原文抜粋:
図2図1に示したワイドフランジ付きインサートの分解斜視図である。
図3図1に示したワイドフランジ付きインサートの断面斜視図である。
図4】芯材を有するパネルがワイドフランジ付きインサートを受けるための準備をされている過程を示す側面断面図である。
図5】芯材を有するパネルが、ワイドフランジ付きインサートを受けるための準備をされている過程を更に示す側面断面図である。
図6】準備された芯材を有するパネルに挿入されているワイドフランジ付きインサートの側面断面図である。
図7】硬化工程の前の、準備された芯材を有するパネル内の適切な場所にあるワイドフランジ付きインサートの側面断面図である。
図8】硬化工程中の、準備された芯材を有するパネル内の適切な場所にあるワイドフランジ付きインサートの側面断面図である。
図9】硬化工程完了後の、準備された芯材を有するパネル内の適切な場所にあるワイドフランジ付きインサートの側面断面図である。
図10】固定プロセスの最終工程を示す、芯材を有するパネル内の適切な場所にあるワイドフランジ付きインサートの側面断面図である。
図11】固定プロセスの完了時における、準備された芯材を有するパネル内の適切な場所にあるワイドフランジ付きインサートの側面断面図である。
【発明を実施するための形態】
【0018】
本発明は、改善されたインサート構成及びインサートを芯材を有するパネルに固定する方法を提供する。インサート構成は、適切に準備されたパネルへの固定を容易にする特徴と、インサートを介してパネルに取り付けられた物品の改善された取付ポイントを提供する特徴とを含む。
【0019】
本発明のワイドフランジ付きインサート12(WFI)を図1の斜視図、図2の僅かに拡大した分解斜視図、及び、図3の完全に組み立てられた断面図に示す。インサートは、ワイドフランジ本体14を備える。犠牲カバー16は、犠牲カバーから延びる一体化したねじ込みピン18を有し、最初にワイドフランジ本体に取り付けられる。ボールエンドまたはフランジ付きフローティングまたはノンフローティングナット20が、ボールエンドまたはフランジ付きフローティングまたはノンフローティングナットの広端部21がインサートの後部にある座繰り孔22に配置、支持された状態で、ワイドフランジ付きインサート本体内に配置され、ナットが、インサートフランジ自体に一体化されて接合された、または、溶接された保持キャップ24によってワイドフランジ付きインサート本体内に保持される。保持キャップは、図1から図3に示すようにフランジの全幅に亘って延びてもよいし、あるいは、単に、後部からワイドフランジ付きインサート本体に挿入されるような十分な寸法を有してもよい。インサートは、工業グレードのプラスティックから射出成形されてもよいし、あるいは、適切な金属または非金属材料から機械加工されてもよい。

取り組む課題:
1. インサートの説明文のうち、「図4】芯材を有するパネルがワ」から始まり「ントを提供する特徴とを含む。」に至るまでの部分を、一字一句違えずに書き写しなさい。
2. インサートの説明文の最後の文に続けて、本文を書き進めなさい。

データセット抜粋
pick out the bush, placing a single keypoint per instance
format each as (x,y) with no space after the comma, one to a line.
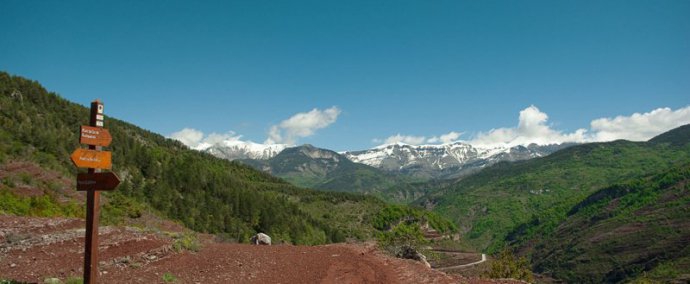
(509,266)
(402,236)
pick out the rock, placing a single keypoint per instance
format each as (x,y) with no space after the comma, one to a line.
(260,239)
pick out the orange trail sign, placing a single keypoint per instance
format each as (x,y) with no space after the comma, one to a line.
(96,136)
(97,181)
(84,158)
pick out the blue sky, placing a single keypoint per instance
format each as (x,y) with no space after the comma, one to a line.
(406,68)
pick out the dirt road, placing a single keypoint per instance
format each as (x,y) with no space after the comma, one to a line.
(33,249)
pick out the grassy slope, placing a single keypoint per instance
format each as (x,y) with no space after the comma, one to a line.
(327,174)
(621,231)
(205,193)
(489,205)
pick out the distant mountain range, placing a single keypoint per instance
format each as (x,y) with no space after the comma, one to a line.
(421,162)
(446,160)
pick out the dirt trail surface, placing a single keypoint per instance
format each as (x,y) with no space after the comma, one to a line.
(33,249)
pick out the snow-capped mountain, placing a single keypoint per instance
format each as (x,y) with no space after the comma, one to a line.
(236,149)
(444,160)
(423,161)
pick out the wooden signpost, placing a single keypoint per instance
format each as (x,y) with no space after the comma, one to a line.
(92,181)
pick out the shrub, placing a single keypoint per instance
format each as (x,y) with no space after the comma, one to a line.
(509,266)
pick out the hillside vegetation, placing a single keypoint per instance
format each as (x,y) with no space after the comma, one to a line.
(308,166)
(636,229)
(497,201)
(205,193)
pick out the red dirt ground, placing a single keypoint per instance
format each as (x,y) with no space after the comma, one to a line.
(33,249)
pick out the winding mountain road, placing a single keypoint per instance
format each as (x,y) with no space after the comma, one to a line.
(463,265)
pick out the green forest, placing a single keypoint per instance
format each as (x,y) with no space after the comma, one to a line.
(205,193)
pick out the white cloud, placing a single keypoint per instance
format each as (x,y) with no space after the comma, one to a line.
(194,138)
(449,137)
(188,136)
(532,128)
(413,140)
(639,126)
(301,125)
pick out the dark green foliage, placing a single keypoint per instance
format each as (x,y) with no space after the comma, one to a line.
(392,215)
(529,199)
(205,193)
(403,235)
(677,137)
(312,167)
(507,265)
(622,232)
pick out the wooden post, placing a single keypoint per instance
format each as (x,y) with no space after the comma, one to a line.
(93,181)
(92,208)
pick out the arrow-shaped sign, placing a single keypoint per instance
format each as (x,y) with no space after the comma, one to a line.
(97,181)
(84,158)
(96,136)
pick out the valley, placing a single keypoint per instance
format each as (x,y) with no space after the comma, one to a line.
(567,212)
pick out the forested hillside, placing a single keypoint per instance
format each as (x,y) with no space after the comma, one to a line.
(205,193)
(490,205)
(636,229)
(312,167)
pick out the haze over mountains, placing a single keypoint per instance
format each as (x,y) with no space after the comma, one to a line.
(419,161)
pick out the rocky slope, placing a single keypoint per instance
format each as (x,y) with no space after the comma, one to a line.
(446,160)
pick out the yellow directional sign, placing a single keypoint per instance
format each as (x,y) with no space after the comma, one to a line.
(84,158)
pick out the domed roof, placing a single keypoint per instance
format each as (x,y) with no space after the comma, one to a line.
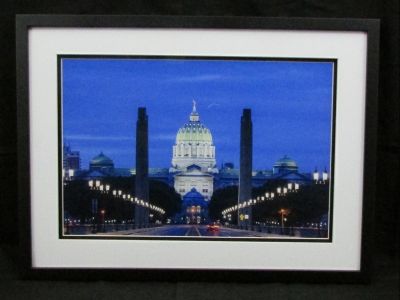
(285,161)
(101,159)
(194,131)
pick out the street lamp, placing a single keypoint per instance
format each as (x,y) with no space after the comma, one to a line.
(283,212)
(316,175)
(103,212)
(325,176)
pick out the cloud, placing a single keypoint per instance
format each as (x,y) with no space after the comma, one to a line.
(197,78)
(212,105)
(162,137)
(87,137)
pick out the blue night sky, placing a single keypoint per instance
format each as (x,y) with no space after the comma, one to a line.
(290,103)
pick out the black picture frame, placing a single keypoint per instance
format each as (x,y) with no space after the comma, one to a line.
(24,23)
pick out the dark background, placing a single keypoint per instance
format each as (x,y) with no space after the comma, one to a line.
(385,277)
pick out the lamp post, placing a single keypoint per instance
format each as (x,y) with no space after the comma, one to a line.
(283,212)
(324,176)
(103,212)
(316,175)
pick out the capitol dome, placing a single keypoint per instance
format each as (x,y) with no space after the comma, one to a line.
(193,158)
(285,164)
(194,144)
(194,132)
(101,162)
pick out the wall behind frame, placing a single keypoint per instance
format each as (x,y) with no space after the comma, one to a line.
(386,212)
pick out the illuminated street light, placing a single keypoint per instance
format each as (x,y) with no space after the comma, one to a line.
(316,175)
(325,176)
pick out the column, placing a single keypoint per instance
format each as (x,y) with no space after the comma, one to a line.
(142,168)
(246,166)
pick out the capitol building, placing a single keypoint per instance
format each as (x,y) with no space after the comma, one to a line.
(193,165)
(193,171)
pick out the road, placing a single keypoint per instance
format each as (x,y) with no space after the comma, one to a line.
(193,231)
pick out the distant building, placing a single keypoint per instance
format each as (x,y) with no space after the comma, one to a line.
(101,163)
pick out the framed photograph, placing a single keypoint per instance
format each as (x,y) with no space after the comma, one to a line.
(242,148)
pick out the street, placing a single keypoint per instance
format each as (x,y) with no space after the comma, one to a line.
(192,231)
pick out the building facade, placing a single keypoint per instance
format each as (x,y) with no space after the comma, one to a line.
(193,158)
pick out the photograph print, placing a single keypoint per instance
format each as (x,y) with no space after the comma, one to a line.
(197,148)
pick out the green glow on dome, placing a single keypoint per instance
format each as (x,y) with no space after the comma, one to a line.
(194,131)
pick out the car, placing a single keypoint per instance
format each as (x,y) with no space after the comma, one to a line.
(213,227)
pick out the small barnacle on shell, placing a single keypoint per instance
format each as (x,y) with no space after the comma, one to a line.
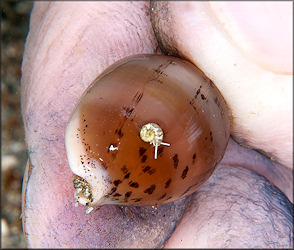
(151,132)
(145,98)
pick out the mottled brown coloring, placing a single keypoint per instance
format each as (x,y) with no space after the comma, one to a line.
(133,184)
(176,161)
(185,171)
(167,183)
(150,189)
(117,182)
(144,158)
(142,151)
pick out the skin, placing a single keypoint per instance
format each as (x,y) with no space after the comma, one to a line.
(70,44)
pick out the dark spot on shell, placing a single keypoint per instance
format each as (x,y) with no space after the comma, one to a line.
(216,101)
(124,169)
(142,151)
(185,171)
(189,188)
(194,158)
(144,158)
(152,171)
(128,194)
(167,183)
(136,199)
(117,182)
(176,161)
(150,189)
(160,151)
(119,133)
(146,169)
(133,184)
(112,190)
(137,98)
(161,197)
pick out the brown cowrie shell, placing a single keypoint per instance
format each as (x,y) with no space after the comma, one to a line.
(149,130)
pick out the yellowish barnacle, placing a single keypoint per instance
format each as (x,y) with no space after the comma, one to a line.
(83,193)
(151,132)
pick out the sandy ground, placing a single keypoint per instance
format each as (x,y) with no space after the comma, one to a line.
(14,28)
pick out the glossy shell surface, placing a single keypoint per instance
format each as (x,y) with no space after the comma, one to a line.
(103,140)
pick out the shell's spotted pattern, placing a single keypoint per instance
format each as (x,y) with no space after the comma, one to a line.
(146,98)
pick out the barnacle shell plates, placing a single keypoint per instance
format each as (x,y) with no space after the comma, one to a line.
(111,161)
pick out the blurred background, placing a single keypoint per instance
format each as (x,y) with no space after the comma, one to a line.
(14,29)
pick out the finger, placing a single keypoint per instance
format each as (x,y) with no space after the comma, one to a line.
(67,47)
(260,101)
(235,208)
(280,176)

--

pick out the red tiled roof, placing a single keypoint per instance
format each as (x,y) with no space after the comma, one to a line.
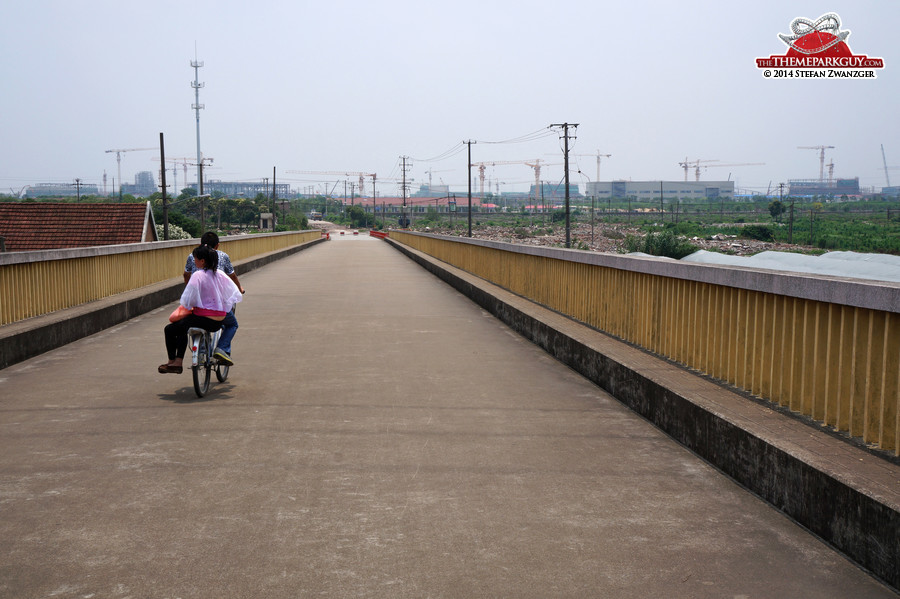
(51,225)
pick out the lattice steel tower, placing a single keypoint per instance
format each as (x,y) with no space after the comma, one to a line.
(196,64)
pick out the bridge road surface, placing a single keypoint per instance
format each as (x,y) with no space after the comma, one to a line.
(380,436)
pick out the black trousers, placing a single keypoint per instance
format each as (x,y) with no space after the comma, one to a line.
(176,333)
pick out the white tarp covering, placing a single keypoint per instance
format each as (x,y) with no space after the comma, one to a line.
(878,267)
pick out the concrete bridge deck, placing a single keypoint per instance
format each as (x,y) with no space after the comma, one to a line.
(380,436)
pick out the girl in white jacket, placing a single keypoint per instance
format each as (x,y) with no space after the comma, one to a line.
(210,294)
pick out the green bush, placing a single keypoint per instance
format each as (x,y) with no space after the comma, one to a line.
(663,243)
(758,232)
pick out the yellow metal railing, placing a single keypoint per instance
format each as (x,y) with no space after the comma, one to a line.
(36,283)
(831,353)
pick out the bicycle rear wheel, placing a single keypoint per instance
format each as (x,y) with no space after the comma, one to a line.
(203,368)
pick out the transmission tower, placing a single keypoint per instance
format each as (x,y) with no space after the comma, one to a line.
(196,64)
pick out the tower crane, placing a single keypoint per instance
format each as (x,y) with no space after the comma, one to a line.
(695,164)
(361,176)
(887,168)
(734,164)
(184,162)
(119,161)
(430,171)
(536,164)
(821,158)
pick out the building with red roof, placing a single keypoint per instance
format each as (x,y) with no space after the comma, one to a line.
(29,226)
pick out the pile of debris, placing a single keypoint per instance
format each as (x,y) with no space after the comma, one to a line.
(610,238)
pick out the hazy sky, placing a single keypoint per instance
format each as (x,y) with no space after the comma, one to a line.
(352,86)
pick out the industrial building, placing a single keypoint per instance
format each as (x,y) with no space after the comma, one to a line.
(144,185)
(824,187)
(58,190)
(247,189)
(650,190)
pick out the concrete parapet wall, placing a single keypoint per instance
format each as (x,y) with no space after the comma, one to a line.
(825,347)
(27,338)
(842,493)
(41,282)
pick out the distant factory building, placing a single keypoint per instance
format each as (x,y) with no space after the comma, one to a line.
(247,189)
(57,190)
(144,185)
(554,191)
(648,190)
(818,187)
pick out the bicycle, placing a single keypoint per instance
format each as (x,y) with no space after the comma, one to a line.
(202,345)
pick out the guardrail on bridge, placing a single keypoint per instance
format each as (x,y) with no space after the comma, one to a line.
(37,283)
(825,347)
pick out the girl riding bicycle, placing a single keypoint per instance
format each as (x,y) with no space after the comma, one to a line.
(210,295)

記述解答:
1.
図4】芯材を有するパネルがワイドフランジ付きインサートを受けるための準備をされている過程を示す側面断面図である。
図5】芯材を有するパネルが、ワイドフランジ付きインサートを受けるための準備をされている過程を更に示す側面断面図である。
図6】準備された芯材を有するパネルに挿入されているワイドフランジ付きインサートの側面断面図である。
図7】硬化工程の前の、準備された芯材を有するパネル内の適切な場所にあるワイドフランジ付きインサートの側面断面図である。
図8】硬化工程中の、準備された芯材を有するパネル内の適切な場所にあるワイドフランジ付きインサートの側面断面図である。
図9】硬化工程完了後の、準備された芯材を有するパネル内の適切な場所にあるワイドフランジ付きインサートの側面断面図である。
図10】固定プロセスの最終工程を示す、芯材を有するパネル内の適切な場所にあるワイドフランジ付きインサートの側面断面図である。
図11】固定プロセスの完了時における、準備された芯材を有するパネル内の適切な場所にあるワイドフランジ付きインサートの側面断面図である。
【発明を実施するための形態】
【0018】
本発明は、改善されたインサート構成及びインサートを芯材を有するパネルに固定する方法を提供する。インサート構成は、適切に準備されたパネルへの固定を容易にする特徴と、インサートを介してパネルに取り付けられた物品の改善された取付ポイントを提供する特徴とを含む。

2.
【0020】
犠牲カバー16は、図3から明らかなように、断面積が削減され(壁が薄くなり)、ワイドフランジ付きインサート本体に一体化されて、後処理除去を容易にして、ねじナットに到達可能となる。ねじ込みピン18は、ワイドフランジ付きインサートの取付プロセスに不可欠な部分であり、図7に示すように、スクリューキャップツールを用いて硬化中に適切な場所にインサートを固定するのに用いられる。
【0021】
本発明は、更に、インサートを複合またはサンドイッチパネル26に取り付ける、または、固定する方法を提供する。図4に示すように、サンドイッチまたは複合パネルの第1面または第1側29に、パイロット座繰り孔28が開けられる。保護シート30が、反対側の第2側、表面板、または、座繰り孔の反対側にある負荷側31に配置され、その後、図5に示すように、座繰り孔が接着剤32で充填される。フランジの裏面33は、接着剤で更に被膜されてもよい。
【0022】
次の工程が図6に示される。次の工程では、ワイドフランジ付きインサート12が接着剤で充填、または、被膜された止まり穴28に押し込まれ、それにより、インサートフランジがサンドイッチまたは複合パネルスキン26の第1面または内面29で止まるとともに、ねじ込みピン18及び付随する犠牲カバー16によって保護シート30に穴が開く。ねじ込みピンは、一般的に、貫通ポイントを含む取り外し可能な保護スリーブで保護されており、ねじが接着剤によって汚れることを防止する。
【0023】
一旦、ワイドフランジ付きインサート12が、複合パネル26に形成された座繰り孔28の適切な場所に配置されると、ねじ込みピンの保護スリーブは、取り除かれ、スクリュー固定具34がねじ込みピンに締められて(図7)、接着剤が硬化する間に、ワイドフランジ付きインサート12が適切な場所に固定される(図8)。接着剤の硬化サイクルが完了した後、スクリュー固定具34は外され(図9)、別のワイドフランジ付きインサートを取り付ける際に再利用できる。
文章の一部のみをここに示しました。